## SET OF TASKS
A) Answer these questions from the comments on map edits. Give one answer per line, each marked like its question.
(i) According to the comments, which place has Albany's only train station?
(ii) What run were students made to do every year along the road that no longer exists?
(iii) Which tag does the writer say the community uses in a way that is meaningless for America?
B) Write the next part of the comments on map edits, starting after their final sentence.

I made these changes before I realized what the current community practice is, and although I find this practice incredibly hamfisted and meaningless, until the community can agree on a new, more meaningful and universally understandable set of terms to use with place=*, I concede that some of these changes perhaps should be reversed.

However, I will stand by certain ones even with the current broken OSM definitions. For example, the Rensselaer is a very small area, so it's total population might look the size of a "town," the central core of Rensselaer is just as dense and urban as Albany just across the river. In terms of "human geography" it is really just a part of Albany's urban landscape, and Albany's only train station is in fact in Rensselaer. Besides the fact that Resselaer is chartered as a "city" and is thought of by us locals as a city, it's clearly an urban environment as much as Albany is. If New York was like Europe or Japan, Rensselaer would be a part of Albany, but we just don't organize our communities that way. Rensselaer is a small slice of "city," not a "town" in the slightest.

166619381 7 months ago

While reviewing this edit, I noticed that that "random road" actually no longer exists. It sure did exist when I went to school there, and they made us run the miserable "turkey trot" along it every year in the miserable cold late fall, but that middle school and accursed superintendent's office are the last places on earth I ever want to be again, so I hadn't noticed until now what's changed.

I've just updated the roads there to reflect this reality.

166202460 7 months ago

I get that it's sometimes hard to list everything out. I think it's discouraged to make to many edits at once, but I don't play by those rules myself.

And I'm sorry if I'm being grumpy about it. This whole realization that the community is using the place=* feature in a way that is ham-fisted and meaningless to the way things work in America has got me riled up and miserable, and has finally convinced me that I need to step away from this crap for a while.

126034827 7 months ago

Your philosophy is wrong and this approach is @@@@@ wrong. I don't have to like it, but I am getting absolutely sick of trying to argue about it. If you don't want to see the light fine continue living in your goddam cave. I'm done with this.

126034657 7 months ago

I understand that you were working within the frameworks generally agreed upon by the community, and that that imperfect framework is the result of how the system has developed. I vehemently disagree with the current approach, as inconsequential it might be, because it seems so much more intuitive and natural to use our local, legal designations than some arbitrary classification that has nothing to do with our language or local customs.

## SUPPLIED ENTRIES
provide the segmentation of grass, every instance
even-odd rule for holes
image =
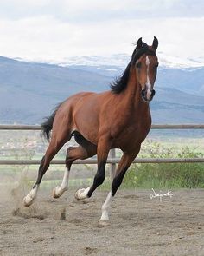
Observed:
[[[177,152],[174,147],[160,143],[145,146],[144,156],[150,158],[197,158],[203,153],[197,148],[183,147]],[[204,188],[203,163],[134,164],[127,172],[123,187],[140,188]]]
[[[44,148],[43,145],[40,148],[41,140],[37,135],[33,137],[22,138],[18,140],[20,134],[16,140],[10,139],[7,135],[2,137],[2,145],[9,147],[15,145],[14,148],[8,148],[1,159],[41,159]],[[38,139],[36,139],[38,138]],[[200,138],[169,138],[153,137],[153,140],[146,140],[142,145],[138,157],[143,158],[196,158],[204,157],[204,139]],[[36,141],[35,148],[29,148],[30,142]],[[7,146],[7,141],[11,141]],[[14,141],[16,141],[14,142]],[[156,142],[159,141],[159,142]],[[18,145],[17,145],[18,143]],[[199,145],[199,147],[197,147]],[[46,145],[44,145],[46,148]],[[64,159],[66,148],[61,150],[57,159]],[[120,156],[120,152],[117,156]],[[108,166],[107,166],[108,167]],[[38,166],[1,166],[1,176],[10,177],[16,181],[16,176],[27,176],[28,181],[35,180],[37,174]],[[48,180],[43,179],[42,186],[59,185],[63,176],[64,166],[50,166],[49,171],[46,174]],[[54,172],[53,172],[54,171]],[[79,171],[79,172],[78,172]],[[73,174],[71,177],[70,185],[73,187],[86,187],[92,183],[96,172],[95,166],[83,165],[73,167]],[[61,173],[61,174],[60,174]],[[76,175],[76,173],[79,173]],[[107,175],[108,176],[108,175]],[[45,178],[46,178],[45,177]],[[84,179],[82,178],[84,177]],[[81,179],[82,178],[82,179]],[[53,179],[53,181],[51,181]],[[33,181],[32,181],[33,182]],[[43,185],[44,183],[44,185]],[[132,164],[126,173],[122,188],[180,188],[180,187],[203,187],[204,188],[204,164],[202,163],[160,163],[160,164]],[[105,179],[101,189],[109,189],[109,179]]]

## EXERCISE RESULTS
A)
(i) Rensselaer
(ii) The "turkey trot"
(iii) place=*

B)
"What you refer to as "local law" and wish to canonize is, in fact, almost a historical accident. " → this sentiment makes absolutely zero sense to me. Local law is absolutely what should be canonized, not some arbitrary outside perspective. Of course it's the result of historical developments that were not always precise and rational, what you call "accident," but so is every damn thing that is our society, our culture, our language, and yes our built environment. Imposing a flawless rational order on the messiness of humanity seems to me an overly obsessive and absurd compulsion.

I'm sorry that I've come at this issue in a highly emotionally charged way. Though I deeply disagree with the principles you came up with, I understand the effort you and others have put in to better organize the information of the map. I find the principles you were guided by as intrinsically imperialistic, as they impose an arbitrary outside order that means little to nothing to us locally, but I realize I should be careful not to condemn your own character in the processes.

I really need to move on with my life at this point. So this will be my last word on this. Maybe leveler heads can make a better system for place= in the future, but I knew from the start that wasn't just suddenly going to be me, and I'm done wasting my time screaming into the void.

126034827 7 months ago

No you can't. The current OSM definitions for place= are absolutely meaningless and arbitrary, like calling a large house an apartment. In order to know if something is an apartment you have to know the local customs, the economic and legal rules that define that building's usage. The same SHOULD be true for a village, town, city etc. The legal definitions are the only meaningful definitions and ignoring those in favor of a vague outside impression is like a foreigner walking into a Japanese shrine ground and calling it a mere garden because they don't understand the designation the culture has put on it.

I'm done moaning about this though. I knew I wouldn't convince anyone, and very few have even tried to sympathize with my perspective. I need to move on with my damn life and quit wasting time on this garbage.

126034827 7 months ago

Don't tell me to chill. You have no right to tell me what to care about or what not to care about. Just because something doesn't matter to you, doesn't mean it shouldn't matter to others.

I've already learned from elsewhere that most software ignores these damn stupid and unuseful designations for American places and instead uses the border_type=* key on the associated border of the place. The use of the place= is thus arbitrary and has no meaningful functionality. Thus how it is used seems to me a mere matter of principle, and I don't have to like the principles currently in mainstream use, but I admit that without meaningful consequence of those principles it's hardly worth screaming into the void much longer.

126034657 7 months ago

The Village of Woodridge cannot be defined merely by it's regular population. This village is dead for most of the year, but then summer comes around and the Jewish community comes up to the mountains and floods it with life and traffic. All the seasonal businesses open up, and it very much is a village by any definition.

This illustrates perfectly why you can't just scrape through the entire state of New York with your bots and your OCD and overturn the labels provided by our local laws, without understanding the local area and the people who call it home. It's condescending and imperialistic.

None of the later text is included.